**Objective:** Transcribe every line of the listing below without any deviation.

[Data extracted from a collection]
- - - - -

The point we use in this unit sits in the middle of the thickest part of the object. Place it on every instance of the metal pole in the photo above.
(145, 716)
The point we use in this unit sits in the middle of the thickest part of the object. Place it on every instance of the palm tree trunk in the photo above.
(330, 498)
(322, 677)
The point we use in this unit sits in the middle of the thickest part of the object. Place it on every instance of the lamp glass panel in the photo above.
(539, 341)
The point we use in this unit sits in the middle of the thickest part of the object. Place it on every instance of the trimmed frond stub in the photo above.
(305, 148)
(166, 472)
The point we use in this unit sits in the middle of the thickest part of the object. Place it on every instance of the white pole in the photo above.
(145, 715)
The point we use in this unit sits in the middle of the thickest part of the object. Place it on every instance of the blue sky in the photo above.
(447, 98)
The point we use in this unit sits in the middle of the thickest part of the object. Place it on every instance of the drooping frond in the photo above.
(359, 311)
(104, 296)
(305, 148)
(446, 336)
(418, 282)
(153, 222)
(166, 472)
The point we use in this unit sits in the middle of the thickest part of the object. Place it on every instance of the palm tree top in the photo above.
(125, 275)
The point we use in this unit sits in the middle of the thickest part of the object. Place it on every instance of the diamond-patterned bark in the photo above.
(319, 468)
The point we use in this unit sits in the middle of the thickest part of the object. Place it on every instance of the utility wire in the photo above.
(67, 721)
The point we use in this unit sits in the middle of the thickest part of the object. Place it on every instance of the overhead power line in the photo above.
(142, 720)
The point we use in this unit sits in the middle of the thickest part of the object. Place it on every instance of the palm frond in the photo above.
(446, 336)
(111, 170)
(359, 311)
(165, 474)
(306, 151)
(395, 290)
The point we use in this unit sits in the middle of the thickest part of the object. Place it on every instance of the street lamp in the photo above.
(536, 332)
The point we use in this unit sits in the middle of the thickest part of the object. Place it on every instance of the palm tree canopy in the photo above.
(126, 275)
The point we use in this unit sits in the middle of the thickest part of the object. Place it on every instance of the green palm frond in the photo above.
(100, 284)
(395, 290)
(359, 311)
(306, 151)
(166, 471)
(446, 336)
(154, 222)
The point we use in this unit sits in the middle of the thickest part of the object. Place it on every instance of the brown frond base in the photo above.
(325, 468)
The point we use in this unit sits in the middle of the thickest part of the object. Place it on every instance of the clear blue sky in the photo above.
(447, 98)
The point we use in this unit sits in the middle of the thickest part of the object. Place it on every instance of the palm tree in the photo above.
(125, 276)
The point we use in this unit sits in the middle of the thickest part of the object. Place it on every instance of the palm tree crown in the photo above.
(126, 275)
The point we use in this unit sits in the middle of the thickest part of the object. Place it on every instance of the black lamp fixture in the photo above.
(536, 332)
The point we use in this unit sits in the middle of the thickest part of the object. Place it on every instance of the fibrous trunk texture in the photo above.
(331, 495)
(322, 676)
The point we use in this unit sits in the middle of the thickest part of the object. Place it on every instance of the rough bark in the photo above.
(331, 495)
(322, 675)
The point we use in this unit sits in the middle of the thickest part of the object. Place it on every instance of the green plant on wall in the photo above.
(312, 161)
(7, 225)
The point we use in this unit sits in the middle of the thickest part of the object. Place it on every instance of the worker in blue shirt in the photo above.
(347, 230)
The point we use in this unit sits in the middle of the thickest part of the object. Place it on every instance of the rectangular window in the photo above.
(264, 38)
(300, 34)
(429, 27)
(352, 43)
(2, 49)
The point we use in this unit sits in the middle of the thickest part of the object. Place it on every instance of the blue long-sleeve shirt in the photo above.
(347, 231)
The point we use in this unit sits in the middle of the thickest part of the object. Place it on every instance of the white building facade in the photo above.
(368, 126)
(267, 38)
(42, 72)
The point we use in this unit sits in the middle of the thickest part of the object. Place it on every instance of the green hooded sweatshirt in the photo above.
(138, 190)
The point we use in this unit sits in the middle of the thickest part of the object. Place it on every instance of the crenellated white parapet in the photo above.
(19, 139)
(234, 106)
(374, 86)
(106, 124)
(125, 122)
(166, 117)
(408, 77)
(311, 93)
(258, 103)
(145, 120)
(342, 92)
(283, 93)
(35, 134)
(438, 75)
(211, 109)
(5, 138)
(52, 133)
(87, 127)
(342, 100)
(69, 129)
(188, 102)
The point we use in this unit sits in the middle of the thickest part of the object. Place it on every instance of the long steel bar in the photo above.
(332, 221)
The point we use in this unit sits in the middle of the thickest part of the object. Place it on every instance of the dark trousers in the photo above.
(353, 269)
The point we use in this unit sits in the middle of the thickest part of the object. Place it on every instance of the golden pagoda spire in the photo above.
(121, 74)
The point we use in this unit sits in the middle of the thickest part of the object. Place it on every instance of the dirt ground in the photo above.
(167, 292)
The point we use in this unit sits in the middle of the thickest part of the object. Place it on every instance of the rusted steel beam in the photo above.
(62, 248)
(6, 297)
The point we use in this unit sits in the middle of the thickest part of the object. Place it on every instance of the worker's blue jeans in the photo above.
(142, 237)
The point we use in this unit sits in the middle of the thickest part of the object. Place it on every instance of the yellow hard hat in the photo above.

- - - - -

**Response:**
The point we use in this unit sits in the middle of the thickest part of the object. Place it on every instance of the metal pole in the photo above.
(145, 716)
The point we use in this unit sits in the middle of the thickest part of the object. Place it on every instance of the palm tree trunk in the photo above.
(330, 498)
(322, 677)
The point we use in this unit sits in the middle of the thickest part of the object. Place it on every instance of the lamp glass panel in the photo above.
(539, 341)
The point we use in this unit sits in the middle of the thickest part of the object. Place it on every instance of the trimmed frond stub in the photo above.
(305, 148)
(166, 472)
The point we use in this unit sits in the middle of the thickest part of the object. Place it on every instance of the white pole in the photo above.
(145, 715)
The point we use in this unit sits in the middle of the thickest part of the object. Place it on every instance of the blue sky in the photo above.
(447, 98)
The point we use in this unit sits in the middle of the thickest part of the object. Place it on every instance of the drooping frond in the photo above.
(359, 311)
(104, 296)
(305, 148)
(446, 336)
(418, 282)
(153, 222)
(166, 472)
The point we use in this unit sits in the middle of the thickest part of the object. Place it on every instance of the palm tree top in the photo above.
(125, 275)
The point we use in this unit sits in the middle of the thickest part of the object. Place it on every instance of the diamond-patterned bark in the photo above.
(319, 468)
The point we use in this unit sits in the middle of the thickest part of the object. Place it on every instance of the utility wire in the photo above.
(67, 721)
The point we use in this unit sits in the middle of the thickest part of the object. Place it on every instance of the overhead power line in the photo above.
(142, 720)
The point we use in this unit sits in the middle of the thickest part of the object. Place it on every instance of the palm frond in the photo above.
(446, 336)
(111, 170)
(359, 311)
(165, 474)
(306, 151)
(395, 290)
The point we use in this unit sits in the middle of the thickest part of the object. Place it on every instance of the street lamp in the photo above.
(536, 332)
The point we use in this unit sits in the middle of the thickest part of the object. Place it on every instance of the palm tree canopy in the photo above.
(126, 275)
The point we use in this unit sits in the middle of the thickest part of the object. Place it on every instance of the green palm frond in the photo above.
(100, 284)
(395, 290)
(359, 311)
(306, 151)
(166, 471)
(446, 336)
(154, 222)
The point we use in this unit sits in the middle of the thickest part of the object. Place it on every instance of the brown frond base in the photo above.
(325, 468)
The point we use in this unit sits in the middle of the thickest part of the object. Place it on every instance of the clear blue sky in the photo above.
(447, 98)
The point we use in this unit sits in the middle of the thickest part of the object. Place it on every instance of the palm tree in the photo above.
(125, 276)
The point we use in this unit sits in the middle of the thickest part of the object. Place it on every instance of the palm tree crown in the photo above.
(126, 275)
The point we use in this unit sits in the middle of the thickest part of the object. Place it on every instance of the black lamp fixture in the photo above.
(536, 332)
The point we use in this unit sits in the middle of the thickest part of the object. Place it on every instance of the fibrous trunk texture in the photo above.
(331, 495)
(322, 676)
The point we use in this unit sits in the middle of the thickest part of the object. Place it on every instance of the rough bark in the photo above.
(331, 495)
(322, 675)
The point we use in this unit sits in the middle of the thickest part of the object. Place it on every instance of the green plant on wall in the photo above.
(312, 161)
(7, 225)
The point we use in this unit sits in the middle of the thickest part of the object. Place it on every instance of the worker in blue shirt in the photo above.
(347, 230)
The point we use in this unit sits in the middle of the thickest part of the object. Place it on every instance of the rectangular window in the photo above.
(264, 38)
(300, 34)
(429, 27)
(352, 43)
(2, 49)
The point we use in this unit sits in the middle of the thickest part of the object. Place it on every instance of the blue long-sleeve shirt in the photo above.
(347, 231)
The point we use in this unit sits in the middle of the thickest part of the object. Place it on every instance of the white building facade in the photo above.
(368, 126)
(267, 38)
(42, 72)
The point we use in this unit sits in the middle of the thickest part of the object. Place it on every instance of the green hooded sweatshirt in the photo above.
(138, 190)
The point we use in this unit sits in the middle of the thickest part of the object. Place it on every instance of the crenellated white parapet in the photo above.
(19, 139)
(234, 106)
(374, 86)
(106, 124)
(125, 122)
(166, 117)
(408, 77)
(311, 93)
(258, 103)
(145, 120)
(342, 92)
(283, 93)
(35, 134)
(438, 75)
(211, 109)
(5, 138)
(52, 133)
(87, 127)
(342, 100)
(69, 129)
(188, 102)
The point we use in this unit sits in the middle of the thickest part of the object. Place it on every instance of the long steel bar in the photo above.
(332, 221)
The point we use in this unit sits in the middle of the thickest part of the object. Place it on every instance of the dark trousers in the photo above.
(353, 269)
The point we use in this unit sits in the middle of the thickest part of the object. Place it on every instance of the golden pagoda spire in the photo above.
(121, 74)
The point we use in this unit sits in the middle of the thickest part of the object. Place it on every instance of the dirt ground in the photo above.
(167, 292)
The point we use in this unit sits in the middle of the thickest part of the object. Place it on every instance of the rusted steel beam in the photo above.
(62, 248)
(6, 297)
The point we use in this unit sits in the middle of the thickest part of the object. Place it on every instance of the worker's blue jeans in the photo above.
(142, 237)
The point we use in this unit sits in the middle of the thickest part of the object. Place it on every instance of the yellow hard hat in the photo above.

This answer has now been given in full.